§ **DATASET ENTRIES**:
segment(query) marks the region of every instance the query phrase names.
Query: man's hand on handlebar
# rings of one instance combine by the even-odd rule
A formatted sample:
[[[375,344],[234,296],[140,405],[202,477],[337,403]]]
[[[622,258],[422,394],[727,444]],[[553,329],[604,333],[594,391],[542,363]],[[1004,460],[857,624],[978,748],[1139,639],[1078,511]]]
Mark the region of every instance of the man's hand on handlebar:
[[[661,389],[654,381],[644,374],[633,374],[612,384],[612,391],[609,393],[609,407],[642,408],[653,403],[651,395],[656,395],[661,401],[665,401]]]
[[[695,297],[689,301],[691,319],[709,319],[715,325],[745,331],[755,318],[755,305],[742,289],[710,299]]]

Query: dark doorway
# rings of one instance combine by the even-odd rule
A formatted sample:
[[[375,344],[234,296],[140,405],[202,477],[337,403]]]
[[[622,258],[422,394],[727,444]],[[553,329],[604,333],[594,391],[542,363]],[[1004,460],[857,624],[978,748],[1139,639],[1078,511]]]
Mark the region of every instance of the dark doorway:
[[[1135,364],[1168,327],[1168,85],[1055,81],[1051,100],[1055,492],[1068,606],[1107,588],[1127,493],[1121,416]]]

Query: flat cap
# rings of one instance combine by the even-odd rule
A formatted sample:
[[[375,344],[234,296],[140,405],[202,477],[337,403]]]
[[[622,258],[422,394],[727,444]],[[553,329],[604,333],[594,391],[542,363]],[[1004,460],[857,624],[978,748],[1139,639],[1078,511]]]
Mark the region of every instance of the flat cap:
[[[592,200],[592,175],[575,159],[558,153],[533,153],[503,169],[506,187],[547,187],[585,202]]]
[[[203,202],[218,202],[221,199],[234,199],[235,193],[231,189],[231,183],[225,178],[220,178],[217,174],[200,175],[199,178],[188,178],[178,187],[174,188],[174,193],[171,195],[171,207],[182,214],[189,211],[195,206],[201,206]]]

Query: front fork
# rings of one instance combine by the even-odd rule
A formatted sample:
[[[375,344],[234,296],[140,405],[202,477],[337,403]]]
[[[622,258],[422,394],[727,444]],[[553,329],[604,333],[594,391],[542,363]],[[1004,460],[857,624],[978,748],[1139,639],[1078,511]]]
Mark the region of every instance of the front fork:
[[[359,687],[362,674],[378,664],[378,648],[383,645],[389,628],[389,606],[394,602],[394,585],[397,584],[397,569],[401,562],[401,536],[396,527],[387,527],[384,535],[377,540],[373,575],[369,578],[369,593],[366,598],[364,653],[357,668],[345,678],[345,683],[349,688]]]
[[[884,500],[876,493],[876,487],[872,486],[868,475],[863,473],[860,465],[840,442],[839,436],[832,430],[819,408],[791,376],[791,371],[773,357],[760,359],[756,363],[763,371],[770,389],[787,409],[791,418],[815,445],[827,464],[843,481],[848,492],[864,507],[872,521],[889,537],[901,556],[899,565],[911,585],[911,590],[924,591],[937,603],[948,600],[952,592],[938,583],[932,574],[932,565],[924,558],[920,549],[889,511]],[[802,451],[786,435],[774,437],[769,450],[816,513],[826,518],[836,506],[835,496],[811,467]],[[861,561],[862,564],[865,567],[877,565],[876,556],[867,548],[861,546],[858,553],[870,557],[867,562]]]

§ **AIM OF THE TASK**: Please give everything from the line containing "Query: front fork" down to the end of the data as a Markdown table with the columns Row and Text, numbering each line and leaving out any blank lines.

§ **IN RESPONSE**:
| Row | Text |
|---|---|
| 1 | Query: front fork |
| 2 | # rings of one instance combine by the even-odd rule |
| 3 | A formatted sample: |
| 4 | [[[375,344],[234,296],[140,405],[202,477],[337,403]]] |
| 5 | [[[622,258],[422,394],[727,444]],[[553,329],[604,333],[594,391],[542,363]],[[1004,460],[857,624],[978,748],[1139,639],[1078,511]]] |
| 6 | Mark the region of every instance of the front fork: |
| 7 | [[[359,687],[362,674],[378,664],[378,648],[383,645],[389,628],[389,606],[394,602],[394,585],[397,584],[397,569],[401,562],[401,536],[396,527],[387,527],[384,535],[377,540],[373,575],[369,578],[369,593],[366,598],[364,653],[357,668],[345,678],[345,683],[349,688]]] |
| 8 | [[[884,500],[876,493],[876,487],[872,486],[868,475],[863,473],[860,465],[840,442],[839,436],[832,430],[819,408],[791,376],[791,371],[773,357],[760,359],[756,363],[763,371],[770,389],[787,409],[791,418],[815,445],[827,464],[843,481],[848,492],[864,507],[872,521],[889,537],[901,556],[899,565],[911,585],[911,590],[924,591],[937,603],[948,600],[952,592],[938,583],[932,574],[932,565],[924,558],[920,549],[889,511]],[[802,451],[786,435],[774,437],[769,450],[816,513],[826,518],[836,506],[835,496],[811,467]],[[861,561],[862,564],[865,567],[877,565],[876,556],[867,548],[861,546],[858,553],[870,557],[867,562]]] |